[Data excerpted from a collection]
• • • • • • •

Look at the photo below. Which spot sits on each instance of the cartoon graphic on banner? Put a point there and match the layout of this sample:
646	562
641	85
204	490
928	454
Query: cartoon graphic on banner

• • • • • • •

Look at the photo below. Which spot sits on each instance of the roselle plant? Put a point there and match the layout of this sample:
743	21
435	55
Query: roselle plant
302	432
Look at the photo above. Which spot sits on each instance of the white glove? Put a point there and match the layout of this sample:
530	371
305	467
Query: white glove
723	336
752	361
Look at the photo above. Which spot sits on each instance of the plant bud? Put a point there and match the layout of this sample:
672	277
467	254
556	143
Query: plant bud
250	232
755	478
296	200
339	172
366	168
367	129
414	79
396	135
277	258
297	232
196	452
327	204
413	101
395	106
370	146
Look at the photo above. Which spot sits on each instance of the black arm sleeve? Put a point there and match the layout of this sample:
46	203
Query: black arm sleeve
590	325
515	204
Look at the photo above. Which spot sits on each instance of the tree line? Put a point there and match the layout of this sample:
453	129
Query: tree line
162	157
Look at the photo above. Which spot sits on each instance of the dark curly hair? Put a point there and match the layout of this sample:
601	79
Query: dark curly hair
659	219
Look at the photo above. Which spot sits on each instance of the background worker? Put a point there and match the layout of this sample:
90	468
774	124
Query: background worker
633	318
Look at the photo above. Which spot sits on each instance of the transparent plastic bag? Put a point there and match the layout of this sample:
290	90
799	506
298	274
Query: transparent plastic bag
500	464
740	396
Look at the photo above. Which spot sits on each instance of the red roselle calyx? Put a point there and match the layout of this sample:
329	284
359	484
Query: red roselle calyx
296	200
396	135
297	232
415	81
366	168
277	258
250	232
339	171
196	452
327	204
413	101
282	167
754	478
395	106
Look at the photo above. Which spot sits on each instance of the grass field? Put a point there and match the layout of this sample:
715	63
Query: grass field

• • • • • • •

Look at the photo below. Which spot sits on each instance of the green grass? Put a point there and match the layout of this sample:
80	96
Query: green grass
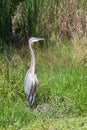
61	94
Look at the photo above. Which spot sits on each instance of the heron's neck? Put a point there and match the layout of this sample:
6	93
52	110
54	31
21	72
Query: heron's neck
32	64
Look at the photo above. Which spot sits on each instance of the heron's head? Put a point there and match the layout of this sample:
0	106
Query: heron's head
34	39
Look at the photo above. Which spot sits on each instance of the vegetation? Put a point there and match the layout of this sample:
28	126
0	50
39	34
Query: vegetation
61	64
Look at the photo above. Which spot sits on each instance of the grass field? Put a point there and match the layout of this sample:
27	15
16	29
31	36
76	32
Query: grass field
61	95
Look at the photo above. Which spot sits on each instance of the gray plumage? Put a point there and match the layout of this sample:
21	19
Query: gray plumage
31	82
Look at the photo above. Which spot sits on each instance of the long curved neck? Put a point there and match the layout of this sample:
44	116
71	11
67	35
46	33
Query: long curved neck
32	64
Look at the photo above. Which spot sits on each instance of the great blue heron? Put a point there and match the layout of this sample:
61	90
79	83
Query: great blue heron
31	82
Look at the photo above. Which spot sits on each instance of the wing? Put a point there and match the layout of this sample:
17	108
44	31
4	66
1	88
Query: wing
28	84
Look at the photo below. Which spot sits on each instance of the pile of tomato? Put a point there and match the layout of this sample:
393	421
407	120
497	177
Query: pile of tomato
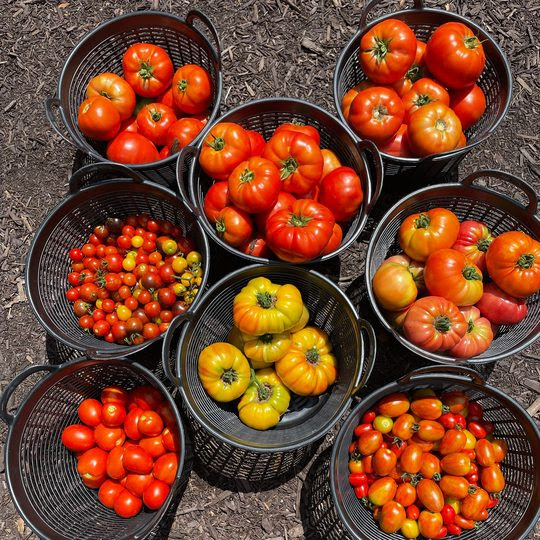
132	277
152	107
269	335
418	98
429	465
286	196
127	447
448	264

• • • • • • •

# Exercise
Convert the data into a Markdown table with the columns Row and Data line. Start with the line that contains "of the cartoon", continue through the line that contains "Query: cartoon graphic on banner", and leave out any blank lines.

# Final result
| Row | Data line |
|---|---|
| 1 | Look at the photo below. Which spot sits on each instance of the cartoon graphic on banner? Put a point there and match the layout of this sample: |
| 2 | 646	562 |
| 3 | 641	85 |
| 4 | 204	490 |
| 5 | 928	454 |
| 6 | Query: cartoon graphic on banner |